Required work:
**a.** Decide whether each statement agrees with the text on LDA, answering yes or no and quoting the words of the text that settle it: (i) k is the number of unique words in the vocabulary; (ii) the topic distribution of a document is drawn from a uniform Dirichlet distribution; (iii) in the food example, drawing the "Food" row makes "Flu" more likely than "Fruits."
**b.** Using the text on LDA, answer each question on its own line:
(i) What does V stand for?
(ii) What is the first step of the generative process?
(iii) What does N count?
**c.** Rewrite a part of the text on LDA, beginning at the words "1. Fix k and" and ending after "by topic i.", with "topic mixture" changed to "topic blend".

Text:
LDA assumes that documents (assumed to be bags of words) are generated by a mixture of topics (distributions over words). We define the following variables and notation:

k is the number of topics.

V is the number of unique words in the vocabulary.

\theta  is the topic distribution (of length k ) for a document, drawn from a uniform Dirichlet distribution with parameter \alpha .

z_{n} is a topic 'assignment' for word w_{n}, sampled from p(z_{n} = i|\theta) = \theta_{i}.

\textbf{w} = (w_{1}, ... , w_{N}) is a document with N words.

w_{n}^{i} = 1 means that the word w_{n} is the i'th word of the vocabulary.

\beta  is a k \times V matrix, where each row \beta_{i}  is the multinomial distribution for the ith topic. That is, \beta_{ij} = p(w^{j} = 1 | z_{j} = i).

LDA then posits that a document is generated according to the following process:

1. Fix k and N.

2. Sample a topic distribution \theta from Dir(\alpha_{1}, ... , \alpha_{k}) .

\theta defines the topic mixture of the document, so intuitively \theta_{i} is the degree to which topic_{i} appears in the document.

3. For each word index n \in \left\{1,..., N\right\}:

4. Draw z_{n} from \theta.

z_{n} = i tells us that the word we are about to generate will be generated by topic i.

5. Draw a word w_{n} from \beta_{z_{n}}.

In other words, we choose the row of \beta based on our value of z_{n} from (4), then sample from the distribution that this row defines. Going back to our example, if we drew the “Food” row in step (4), then it’s more likely that we’ll generate “Fruits” than “Flu” in step (5).

Coordinate annotation entries
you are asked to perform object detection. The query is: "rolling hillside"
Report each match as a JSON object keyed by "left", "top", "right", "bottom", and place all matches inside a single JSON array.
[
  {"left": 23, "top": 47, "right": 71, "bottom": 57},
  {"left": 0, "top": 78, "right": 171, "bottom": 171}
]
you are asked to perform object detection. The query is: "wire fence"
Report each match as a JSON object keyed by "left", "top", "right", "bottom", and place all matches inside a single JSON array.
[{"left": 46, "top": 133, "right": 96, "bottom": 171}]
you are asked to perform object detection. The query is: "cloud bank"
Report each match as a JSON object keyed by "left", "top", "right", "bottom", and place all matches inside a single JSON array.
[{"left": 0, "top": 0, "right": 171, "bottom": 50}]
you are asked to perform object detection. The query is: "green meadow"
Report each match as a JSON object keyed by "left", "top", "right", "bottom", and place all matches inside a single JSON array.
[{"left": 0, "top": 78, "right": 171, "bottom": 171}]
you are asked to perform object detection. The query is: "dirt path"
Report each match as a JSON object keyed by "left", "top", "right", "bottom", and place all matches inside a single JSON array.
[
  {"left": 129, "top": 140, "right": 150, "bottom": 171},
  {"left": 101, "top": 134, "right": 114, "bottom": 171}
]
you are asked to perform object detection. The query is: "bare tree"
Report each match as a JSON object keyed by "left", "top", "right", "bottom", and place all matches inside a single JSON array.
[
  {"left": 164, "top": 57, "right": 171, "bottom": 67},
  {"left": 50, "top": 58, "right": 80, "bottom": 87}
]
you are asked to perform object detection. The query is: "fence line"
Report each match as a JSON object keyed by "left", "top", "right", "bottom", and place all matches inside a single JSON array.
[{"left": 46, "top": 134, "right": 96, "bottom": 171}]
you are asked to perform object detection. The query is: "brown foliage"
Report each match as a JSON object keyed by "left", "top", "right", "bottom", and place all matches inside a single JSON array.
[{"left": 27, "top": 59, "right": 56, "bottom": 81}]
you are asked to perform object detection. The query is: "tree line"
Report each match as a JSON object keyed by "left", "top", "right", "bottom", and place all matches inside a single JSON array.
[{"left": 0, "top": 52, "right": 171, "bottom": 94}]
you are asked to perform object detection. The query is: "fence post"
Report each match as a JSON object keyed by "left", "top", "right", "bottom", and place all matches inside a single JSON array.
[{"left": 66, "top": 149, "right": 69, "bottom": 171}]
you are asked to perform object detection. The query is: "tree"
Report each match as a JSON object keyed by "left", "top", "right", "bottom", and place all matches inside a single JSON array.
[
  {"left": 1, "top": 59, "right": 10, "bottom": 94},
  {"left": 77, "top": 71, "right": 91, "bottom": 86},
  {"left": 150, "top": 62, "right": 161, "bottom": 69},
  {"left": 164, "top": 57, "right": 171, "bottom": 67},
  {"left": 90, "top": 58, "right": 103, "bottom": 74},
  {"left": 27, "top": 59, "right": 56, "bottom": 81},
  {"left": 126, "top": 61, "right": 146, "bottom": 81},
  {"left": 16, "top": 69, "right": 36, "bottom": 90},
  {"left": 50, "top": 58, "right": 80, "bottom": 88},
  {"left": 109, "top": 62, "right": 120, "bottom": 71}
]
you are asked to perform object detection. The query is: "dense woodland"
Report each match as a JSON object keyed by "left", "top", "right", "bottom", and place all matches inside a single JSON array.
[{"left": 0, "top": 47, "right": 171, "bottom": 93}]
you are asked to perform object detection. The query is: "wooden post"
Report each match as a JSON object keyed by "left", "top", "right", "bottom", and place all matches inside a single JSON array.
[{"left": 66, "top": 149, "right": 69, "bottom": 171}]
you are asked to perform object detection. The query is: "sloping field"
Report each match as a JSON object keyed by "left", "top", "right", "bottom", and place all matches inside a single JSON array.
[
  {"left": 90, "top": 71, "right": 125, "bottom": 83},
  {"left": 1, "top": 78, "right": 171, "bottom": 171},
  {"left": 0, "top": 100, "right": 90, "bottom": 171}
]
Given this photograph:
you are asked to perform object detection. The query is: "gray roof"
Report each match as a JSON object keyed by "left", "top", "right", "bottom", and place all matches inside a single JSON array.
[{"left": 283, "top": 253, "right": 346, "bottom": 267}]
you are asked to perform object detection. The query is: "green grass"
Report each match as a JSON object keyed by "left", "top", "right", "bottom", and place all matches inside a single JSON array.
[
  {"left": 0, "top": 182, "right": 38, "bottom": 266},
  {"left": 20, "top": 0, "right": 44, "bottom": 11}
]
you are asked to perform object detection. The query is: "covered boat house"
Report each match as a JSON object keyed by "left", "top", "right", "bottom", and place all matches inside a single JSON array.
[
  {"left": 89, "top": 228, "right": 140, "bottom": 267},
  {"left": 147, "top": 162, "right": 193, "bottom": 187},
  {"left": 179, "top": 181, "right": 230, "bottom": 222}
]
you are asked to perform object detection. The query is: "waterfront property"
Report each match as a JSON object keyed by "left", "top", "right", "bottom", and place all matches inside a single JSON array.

Solutions:
**a.**
(i) No: "k is the number of topics."
(ii) Yes: "drawn from a uniform Dirichlet distribution"
(iii) No: "it’s more likely that we’ll generate “Fruits” than “Flu” in step (5)"

**b.**
(i) The number of unique words in the vocabulary.
(ii) Fix k and N.
(iii) The words in a document.

**c.**
1. Fix k and N.

2. Sample a topic distribution \theta from Dir(\alpha_{1}, ... , \alpha_{k}) .

\theta defines the topic blend of the document, so intuitively \theta_{i} is the degree to which topic_{i} appears in the document.

3. For each word index n \in \left\{1,..., N\right\}:

4. Draw z_{n} from \theta.

z_{n} = i tells us that the word we are about to generate will be generated by topic i.